-- START Provided data --

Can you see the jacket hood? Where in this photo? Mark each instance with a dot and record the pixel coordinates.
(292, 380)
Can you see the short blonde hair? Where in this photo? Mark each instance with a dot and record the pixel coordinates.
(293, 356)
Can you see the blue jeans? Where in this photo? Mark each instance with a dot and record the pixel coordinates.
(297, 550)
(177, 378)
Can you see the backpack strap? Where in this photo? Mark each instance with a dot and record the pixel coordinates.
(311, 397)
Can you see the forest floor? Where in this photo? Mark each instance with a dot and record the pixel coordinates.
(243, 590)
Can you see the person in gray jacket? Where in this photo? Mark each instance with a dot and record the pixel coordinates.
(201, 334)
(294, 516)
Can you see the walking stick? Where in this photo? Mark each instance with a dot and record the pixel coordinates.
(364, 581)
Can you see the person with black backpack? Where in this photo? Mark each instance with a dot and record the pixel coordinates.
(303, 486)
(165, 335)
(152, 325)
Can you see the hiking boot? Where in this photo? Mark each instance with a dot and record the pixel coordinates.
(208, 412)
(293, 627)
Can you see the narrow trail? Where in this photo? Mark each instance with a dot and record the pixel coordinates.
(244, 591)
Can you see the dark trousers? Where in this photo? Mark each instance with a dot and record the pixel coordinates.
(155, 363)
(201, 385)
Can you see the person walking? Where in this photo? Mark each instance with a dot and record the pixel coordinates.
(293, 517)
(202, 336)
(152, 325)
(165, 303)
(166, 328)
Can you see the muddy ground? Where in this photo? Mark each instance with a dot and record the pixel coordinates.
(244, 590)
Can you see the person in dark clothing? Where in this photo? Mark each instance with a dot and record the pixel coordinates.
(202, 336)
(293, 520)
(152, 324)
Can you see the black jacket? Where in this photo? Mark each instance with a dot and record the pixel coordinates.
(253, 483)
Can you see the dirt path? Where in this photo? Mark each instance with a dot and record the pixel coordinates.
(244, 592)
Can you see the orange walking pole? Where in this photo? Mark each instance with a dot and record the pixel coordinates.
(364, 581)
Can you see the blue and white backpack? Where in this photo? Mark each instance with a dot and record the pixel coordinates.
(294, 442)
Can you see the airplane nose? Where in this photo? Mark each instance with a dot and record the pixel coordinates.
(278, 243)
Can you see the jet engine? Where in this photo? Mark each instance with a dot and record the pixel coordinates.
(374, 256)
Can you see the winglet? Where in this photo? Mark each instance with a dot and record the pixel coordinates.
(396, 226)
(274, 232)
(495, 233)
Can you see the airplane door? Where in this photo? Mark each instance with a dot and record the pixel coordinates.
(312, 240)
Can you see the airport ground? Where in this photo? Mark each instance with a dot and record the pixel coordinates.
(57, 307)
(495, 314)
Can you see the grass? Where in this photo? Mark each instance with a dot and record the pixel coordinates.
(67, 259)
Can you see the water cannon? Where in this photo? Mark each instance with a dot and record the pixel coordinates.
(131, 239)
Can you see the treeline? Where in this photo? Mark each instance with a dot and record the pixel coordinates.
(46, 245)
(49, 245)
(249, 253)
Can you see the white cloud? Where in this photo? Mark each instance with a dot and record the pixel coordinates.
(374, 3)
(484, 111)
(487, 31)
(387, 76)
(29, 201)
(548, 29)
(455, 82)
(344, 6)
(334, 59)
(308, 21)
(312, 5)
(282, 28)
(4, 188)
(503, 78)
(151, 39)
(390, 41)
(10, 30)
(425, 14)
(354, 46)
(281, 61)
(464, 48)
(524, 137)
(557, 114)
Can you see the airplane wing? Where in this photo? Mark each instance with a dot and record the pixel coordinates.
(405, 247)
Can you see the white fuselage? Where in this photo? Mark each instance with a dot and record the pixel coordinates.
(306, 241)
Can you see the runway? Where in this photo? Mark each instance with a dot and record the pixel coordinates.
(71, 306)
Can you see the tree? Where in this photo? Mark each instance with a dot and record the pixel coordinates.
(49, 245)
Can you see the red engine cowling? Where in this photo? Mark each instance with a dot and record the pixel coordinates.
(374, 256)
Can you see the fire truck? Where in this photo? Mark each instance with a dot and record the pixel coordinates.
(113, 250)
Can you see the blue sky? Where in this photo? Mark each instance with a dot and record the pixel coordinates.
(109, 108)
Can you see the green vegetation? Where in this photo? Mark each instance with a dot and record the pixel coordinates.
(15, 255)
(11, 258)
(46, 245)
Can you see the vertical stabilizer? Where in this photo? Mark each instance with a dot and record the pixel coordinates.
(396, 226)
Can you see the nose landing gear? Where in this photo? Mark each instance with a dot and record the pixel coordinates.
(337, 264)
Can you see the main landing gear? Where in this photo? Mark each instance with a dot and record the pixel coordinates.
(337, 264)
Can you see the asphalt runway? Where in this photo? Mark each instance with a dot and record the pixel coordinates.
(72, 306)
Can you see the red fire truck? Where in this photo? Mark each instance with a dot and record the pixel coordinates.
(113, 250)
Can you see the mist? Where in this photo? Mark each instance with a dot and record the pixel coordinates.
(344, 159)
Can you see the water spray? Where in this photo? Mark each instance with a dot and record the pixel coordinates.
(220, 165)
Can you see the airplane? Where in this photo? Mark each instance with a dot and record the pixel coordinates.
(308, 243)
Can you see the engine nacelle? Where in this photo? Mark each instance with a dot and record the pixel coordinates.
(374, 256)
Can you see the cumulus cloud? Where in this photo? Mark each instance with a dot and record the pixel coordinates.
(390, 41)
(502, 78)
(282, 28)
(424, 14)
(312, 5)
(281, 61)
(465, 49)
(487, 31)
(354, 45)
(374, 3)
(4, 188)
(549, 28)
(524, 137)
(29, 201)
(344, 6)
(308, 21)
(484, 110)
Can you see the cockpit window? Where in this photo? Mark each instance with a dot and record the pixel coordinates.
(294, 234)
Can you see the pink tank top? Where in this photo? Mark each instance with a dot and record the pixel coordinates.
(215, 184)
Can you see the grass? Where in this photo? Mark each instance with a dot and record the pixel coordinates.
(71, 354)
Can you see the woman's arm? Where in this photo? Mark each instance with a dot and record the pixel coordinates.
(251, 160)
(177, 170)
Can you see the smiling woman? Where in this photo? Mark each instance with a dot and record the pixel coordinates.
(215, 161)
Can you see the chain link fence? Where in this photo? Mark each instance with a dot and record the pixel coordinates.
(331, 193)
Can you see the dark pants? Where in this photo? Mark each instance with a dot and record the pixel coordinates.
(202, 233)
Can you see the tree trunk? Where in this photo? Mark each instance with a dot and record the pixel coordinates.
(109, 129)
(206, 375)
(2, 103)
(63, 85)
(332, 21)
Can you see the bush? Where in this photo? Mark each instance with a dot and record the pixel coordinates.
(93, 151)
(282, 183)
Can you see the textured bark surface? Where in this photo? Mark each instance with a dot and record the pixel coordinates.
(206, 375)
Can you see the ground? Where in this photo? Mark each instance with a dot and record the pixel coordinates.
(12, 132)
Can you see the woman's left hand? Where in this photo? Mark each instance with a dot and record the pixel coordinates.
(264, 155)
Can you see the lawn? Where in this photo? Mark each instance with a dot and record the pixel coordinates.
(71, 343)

-- END Provided data --
-- START Provided data --

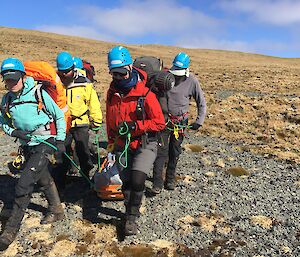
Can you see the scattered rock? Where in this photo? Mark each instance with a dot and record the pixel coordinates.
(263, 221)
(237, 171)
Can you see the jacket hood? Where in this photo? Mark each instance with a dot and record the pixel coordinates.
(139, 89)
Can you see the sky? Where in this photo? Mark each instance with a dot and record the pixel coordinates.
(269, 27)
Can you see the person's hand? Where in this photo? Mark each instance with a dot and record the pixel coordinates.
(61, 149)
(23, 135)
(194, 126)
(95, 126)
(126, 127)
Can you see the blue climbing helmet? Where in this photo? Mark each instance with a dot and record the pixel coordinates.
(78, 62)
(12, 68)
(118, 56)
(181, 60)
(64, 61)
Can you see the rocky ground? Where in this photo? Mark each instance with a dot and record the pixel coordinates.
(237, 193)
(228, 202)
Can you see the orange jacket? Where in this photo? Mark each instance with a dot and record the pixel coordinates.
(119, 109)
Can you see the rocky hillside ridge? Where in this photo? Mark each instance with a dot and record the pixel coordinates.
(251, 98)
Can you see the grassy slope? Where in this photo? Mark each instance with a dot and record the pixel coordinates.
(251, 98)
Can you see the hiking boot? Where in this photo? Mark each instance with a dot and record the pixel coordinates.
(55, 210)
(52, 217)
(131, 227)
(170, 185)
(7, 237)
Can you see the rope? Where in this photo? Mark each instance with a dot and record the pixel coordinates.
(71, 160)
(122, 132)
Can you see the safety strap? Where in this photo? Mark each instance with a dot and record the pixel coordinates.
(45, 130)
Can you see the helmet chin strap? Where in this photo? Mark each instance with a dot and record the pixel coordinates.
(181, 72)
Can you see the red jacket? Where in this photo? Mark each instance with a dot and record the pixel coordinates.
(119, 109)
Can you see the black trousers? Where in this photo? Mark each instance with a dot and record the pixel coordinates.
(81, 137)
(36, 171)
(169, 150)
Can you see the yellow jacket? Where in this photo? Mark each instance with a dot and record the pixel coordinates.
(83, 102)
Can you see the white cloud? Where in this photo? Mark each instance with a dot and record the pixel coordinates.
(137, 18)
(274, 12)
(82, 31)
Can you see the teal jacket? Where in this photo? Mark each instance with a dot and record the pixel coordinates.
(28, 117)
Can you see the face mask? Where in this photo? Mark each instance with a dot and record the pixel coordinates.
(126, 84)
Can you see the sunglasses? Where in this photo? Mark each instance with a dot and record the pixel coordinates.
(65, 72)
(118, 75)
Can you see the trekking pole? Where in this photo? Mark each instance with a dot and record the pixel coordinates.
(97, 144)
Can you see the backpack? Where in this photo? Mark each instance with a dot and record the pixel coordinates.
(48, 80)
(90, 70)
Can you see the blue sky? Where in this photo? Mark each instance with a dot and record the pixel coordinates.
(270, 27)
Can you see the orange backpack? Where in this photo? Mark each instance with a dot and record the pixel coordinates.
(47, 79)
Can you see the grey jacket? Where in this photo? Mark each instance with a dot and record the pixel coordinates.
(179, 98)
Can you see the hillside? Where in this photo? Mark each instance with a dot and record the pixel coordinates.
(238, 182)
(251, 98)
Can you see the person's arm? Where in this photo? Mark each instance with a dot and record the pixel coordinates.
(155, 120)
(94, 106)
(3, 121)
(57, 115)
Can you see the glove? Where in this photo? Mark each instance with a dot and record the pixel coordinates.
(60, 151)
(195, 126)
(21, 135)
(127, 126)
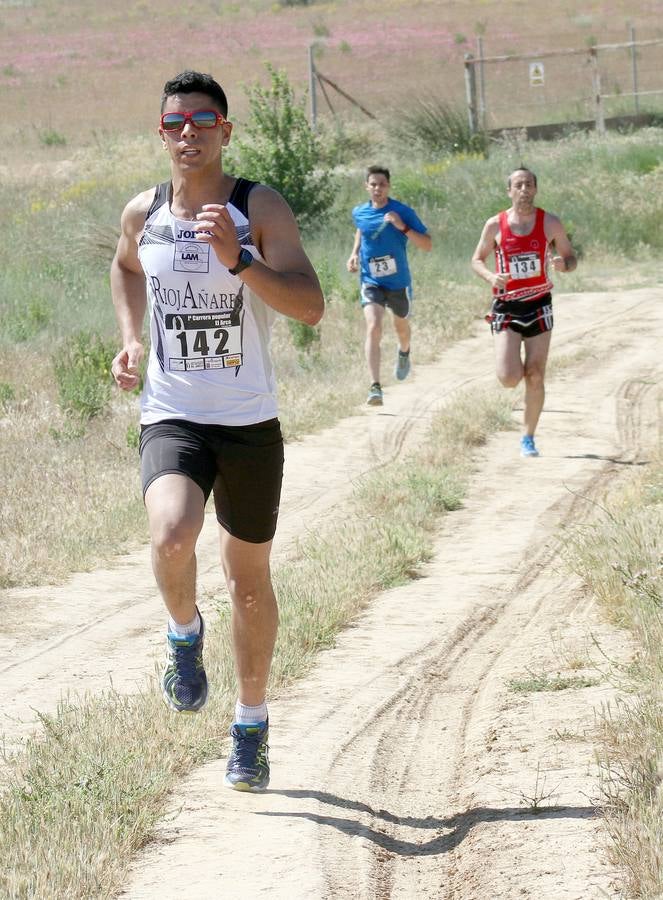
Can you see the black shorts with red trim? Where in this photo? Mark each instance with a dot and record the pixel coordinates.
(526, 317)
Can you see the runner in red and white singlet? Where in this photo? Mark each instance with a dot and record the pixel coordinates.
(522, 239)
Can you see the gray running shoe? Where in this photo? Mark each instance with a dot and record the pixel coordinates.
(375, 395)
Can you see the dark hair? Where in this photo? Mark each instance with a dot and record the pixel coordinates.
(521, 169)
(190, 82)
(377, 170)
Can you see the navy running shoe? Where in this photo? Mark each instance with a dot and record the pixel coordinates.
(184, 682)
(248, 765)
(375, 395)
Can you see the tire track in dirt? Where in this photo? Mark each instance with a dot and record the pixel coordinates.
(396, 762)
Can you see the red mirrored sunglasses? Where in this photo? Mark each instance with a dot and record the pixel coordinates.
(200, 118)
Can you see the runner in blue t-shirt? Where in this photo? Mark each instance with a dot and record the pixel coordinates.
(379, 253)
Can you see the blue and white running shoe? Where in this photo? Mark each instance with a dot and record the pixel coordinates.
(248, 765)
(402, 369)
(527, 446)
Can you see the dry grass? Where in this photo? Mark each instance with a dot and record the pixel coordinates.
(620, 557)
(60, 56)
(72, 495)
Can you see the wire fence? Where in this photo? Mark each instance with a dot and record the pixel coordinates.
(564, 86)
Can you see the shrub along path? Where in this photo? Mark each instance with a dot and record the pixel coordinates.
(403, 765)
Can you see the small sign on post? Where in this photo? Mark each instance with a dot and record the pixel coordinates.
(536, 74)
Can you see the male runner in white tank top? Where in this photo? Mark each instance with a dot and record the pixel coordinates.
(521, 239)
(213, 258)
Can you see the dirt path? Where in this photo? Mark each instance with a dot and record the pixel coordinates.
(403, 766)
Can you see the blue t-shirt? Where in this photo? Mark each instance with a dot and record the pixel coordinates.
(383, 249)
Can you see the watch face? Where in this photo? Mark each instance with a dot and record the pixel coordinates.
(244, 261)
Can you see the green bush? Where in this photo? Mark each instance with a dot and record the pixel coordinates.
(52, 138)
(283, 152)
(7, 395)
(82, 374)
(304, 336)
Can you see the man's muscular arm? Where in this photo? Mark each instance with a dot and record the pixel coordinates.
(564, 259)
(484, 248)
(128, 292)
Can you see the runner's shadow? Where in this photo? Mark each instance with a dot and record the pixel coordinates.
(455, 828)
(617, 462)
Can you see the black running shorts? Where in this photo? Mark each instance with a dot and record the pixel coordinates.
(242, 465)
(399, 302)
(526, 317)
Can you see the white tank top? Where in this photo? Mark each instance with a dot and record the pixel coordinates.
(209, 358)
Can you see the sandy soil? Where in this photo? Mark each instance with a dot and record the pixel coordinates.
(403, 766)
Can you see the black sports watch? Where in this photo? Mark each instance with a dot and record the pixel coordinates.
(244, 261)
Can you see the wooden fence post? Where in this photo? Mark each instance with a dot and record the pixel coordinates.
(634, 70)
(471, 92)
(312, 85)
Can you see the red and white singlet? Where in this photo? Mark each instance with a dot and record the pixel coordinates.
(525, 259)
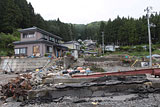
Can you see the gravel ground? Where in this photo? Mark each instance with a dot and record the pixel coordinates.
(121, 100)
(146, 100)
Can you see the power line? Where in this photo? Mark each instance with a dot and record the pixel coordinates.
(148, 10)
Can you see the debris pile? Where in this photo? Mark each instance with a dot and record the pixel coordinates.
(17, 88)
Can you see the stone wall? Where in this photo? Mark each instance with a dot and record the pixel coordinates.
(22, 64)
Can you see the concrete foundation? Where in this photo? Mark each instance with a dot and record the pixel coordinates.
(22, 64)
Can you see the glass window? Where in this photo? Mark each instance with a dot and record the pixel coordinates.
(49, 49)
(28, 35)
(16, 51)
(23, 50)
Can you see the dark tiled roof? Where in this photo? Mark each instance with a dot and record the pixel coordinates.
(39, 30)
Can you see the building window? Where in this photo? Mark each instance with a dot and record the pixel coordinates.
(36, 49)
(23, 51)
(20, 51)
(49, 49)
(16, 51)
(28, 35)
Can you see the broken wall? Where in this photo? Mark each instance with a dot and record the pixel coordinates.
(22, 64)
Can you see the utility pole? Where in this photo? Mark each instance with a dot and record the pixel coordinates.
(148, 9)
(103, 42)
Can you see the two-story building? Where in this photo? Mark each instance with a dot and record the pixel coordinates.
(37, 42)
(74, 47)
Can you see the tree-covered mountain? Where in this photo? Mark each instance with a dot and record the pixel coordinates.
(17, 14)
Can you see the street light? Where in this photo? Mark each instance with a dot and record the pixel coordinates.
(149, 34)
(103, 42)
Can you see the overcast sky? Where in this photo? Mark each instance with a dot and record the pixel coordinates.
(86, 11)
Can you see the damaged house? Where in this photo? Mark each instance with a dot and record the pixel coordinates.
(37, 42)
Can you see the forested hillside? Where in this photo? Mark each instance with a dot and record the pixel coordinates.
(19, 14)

-- END Provided data --

Return every line of the data above that contains the word "trousers", treating uppercase and lowercase as distinct.

** Written answer **
Can you see the dark trousers? Where in this photo? Mark each instance with a dot and record the pixel coordinates.
Can you see the black trousers? Where in this photo? Mark each instance with a dot and record the pixel coordinates.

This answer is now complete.